** start Page **

It can be a problem if the population adopts an anti-intellectual strain of
thought, which I think persists in America to some degree. It is important to
have people who are supportive of other people's intellectual interests. But
even intelligent people can be dismissive of intellectual pursuits, especially
if they're outside their own set of interests.

It is possible to have a good social life with people who have had less
education, or are not as intelligent. There are ways to lead a satisfying
intellectual life without having access to the Stanford CS department happy
hour, and this is more true now thanks to the Internet.

------
drzaiusapelord
Has anyone considered the flipside to this? Maybe a lot of unhappy people just
assume they're "smart" instead of depressed or other mental illness, or are
just asocial personality types. I've met more than a few mediocre people who
have this attitude and engage in talk about "sheeple" and such, but they're
not remotely exceptional intellectually. In fact, most of them are fairly
average or perhaps do slightly better than average in one small area in their
life and play that up as justification for their greatness.

** end Page **
** start Data lines **

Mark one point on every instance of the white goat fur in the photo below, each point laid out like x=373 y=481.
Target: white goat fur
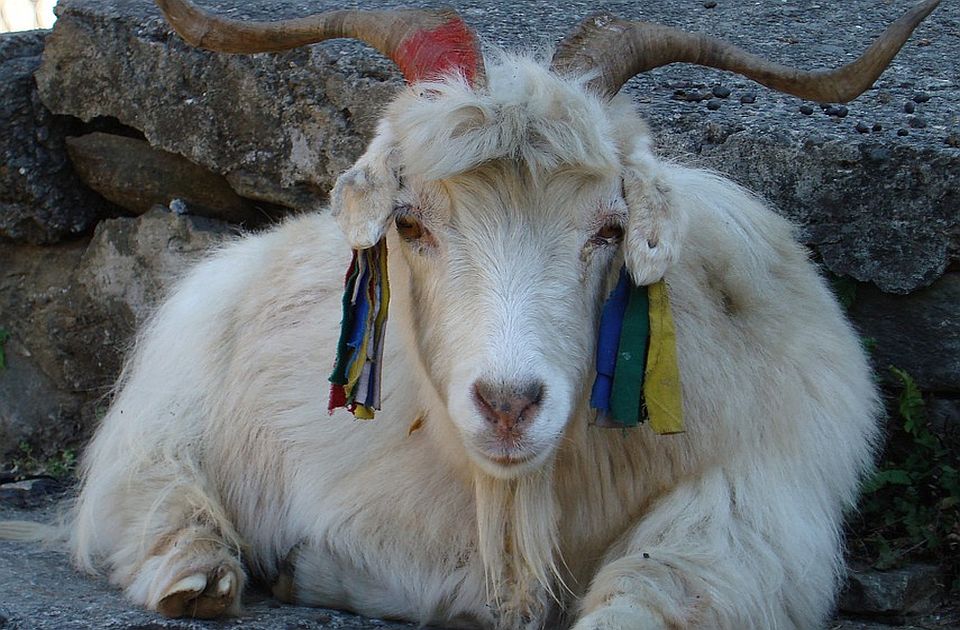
x=218 y=445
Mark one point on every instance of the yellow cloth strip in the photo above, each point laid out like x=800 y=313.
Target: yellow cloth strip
x=661 y=386
x=362 y=412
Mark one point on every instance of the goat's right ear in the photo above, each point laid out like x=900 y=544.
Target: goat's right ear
x=362 y=200
x=656 y=225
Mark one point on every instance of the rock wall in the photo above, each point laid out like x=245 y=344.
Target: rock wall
x=872 y=188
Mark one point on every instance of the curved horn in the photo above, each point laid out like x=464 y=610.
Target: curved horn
x=423 y=43
x=620 y=49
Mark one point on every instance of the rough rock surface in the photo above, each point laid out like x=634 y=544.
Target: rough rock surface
x=41 y=200
x=894 y=593
x=71 y=310
x=134 y=175
x=879 y=206
x=919 y=333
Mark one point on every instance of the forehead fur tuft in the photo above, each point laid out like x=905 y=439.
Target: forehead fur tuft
x=525 y=113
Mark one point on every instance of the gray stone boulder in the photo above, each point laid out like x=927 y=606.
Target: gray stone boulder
x=41 y=200
x=71 y=311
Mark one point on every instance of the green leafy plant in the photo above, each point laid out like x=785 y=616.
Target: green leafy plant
x=911 y=505
x=27 y=464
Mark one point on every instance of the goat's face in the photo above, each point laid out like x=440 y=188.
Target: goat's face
x=513 y=210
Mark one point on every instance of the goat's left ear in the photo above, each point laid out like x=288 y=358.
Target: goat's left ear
x=362 y=199
x=656 y=225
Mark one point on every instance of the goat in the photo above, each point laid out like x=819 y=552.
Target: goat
x=484 y=494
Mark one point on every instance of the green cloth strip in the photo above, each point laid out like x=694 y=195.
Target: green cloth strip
x=626 y=399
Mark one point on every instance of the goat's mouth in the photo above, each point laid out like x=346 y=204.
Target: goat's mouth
x=510 y=460
x=506 y=462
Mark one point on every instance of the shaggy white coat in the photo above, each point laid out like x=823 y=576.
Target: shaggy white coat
x=218 y=460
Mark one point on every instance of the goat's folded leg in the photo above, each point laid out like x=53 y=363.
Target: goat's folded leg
x=190 y=572
x=716 y=552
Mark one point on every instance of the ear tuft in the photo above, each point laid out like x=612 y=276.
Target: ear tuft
x=362 y=201
x=363 y=197
x=655 y=227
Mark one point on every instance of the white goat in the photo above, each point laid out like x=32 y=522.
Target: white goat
x=482 y=494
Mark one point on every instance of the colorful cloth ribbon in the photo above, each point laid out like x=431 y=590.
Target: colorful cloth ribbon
x=637 y=371
x=356 y=378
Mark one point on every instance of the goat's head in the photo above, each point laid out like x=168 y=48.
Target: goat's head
x=517 y=192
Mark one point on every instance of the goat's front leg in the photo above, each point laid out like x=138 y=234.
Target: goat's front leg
x=721 y=552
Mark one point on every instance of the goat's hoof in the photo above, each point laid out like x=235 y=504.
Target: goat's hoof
x=201 y=595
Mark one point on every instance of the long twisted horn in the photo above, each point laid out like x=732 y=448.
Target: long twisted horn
x=423 y=43
x=620 y=49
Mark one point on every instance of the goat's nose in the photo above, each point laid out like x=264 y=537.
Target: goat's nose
x=506 y=405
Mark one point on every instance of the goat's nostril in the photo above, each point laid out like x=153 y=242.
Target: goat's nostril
x=507 y=404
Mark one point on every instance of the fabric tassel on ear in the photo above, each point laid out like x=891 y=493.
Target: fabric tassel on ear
x=637 y=371
x=356 y=378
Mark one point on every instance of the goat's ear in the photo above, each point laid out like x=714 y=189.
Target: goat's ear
x=655 y=224
x=362 y=199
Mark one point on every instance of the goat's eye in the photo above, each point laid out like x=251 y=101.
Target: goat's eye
x=609 y=233
x=408 y=227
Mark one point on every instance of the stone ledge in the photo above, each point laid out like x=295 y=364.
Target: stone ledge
x=878 y=207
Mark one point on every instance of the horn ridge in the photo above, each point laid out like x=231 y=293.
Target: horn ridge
x=423 y=43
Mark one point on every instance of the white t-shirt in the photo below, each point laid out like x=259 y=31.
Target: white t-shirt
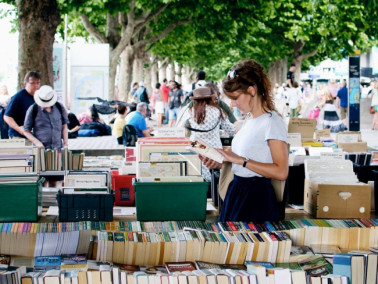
x=293 y=97
x=251 y=141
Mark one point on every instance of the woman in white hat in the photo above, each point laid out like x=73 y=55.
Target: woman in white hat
x=46 y=121
x=204 y=120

** end Data lines **

● Tasks for this exercise:
#1 According to the thread, what makes it easier now to lead a satisfying intellectual life without access to the Stanford CS department happy hour?
#2 Pull out every line of the rows that contains the word "yellow".

● Answers to the exercise:
#1 The Internet.

#2
Mark one point on every instance of the yellow cloth strip in the photo above, each point laid out like x=800 y=313.
Target: yellow cloth strip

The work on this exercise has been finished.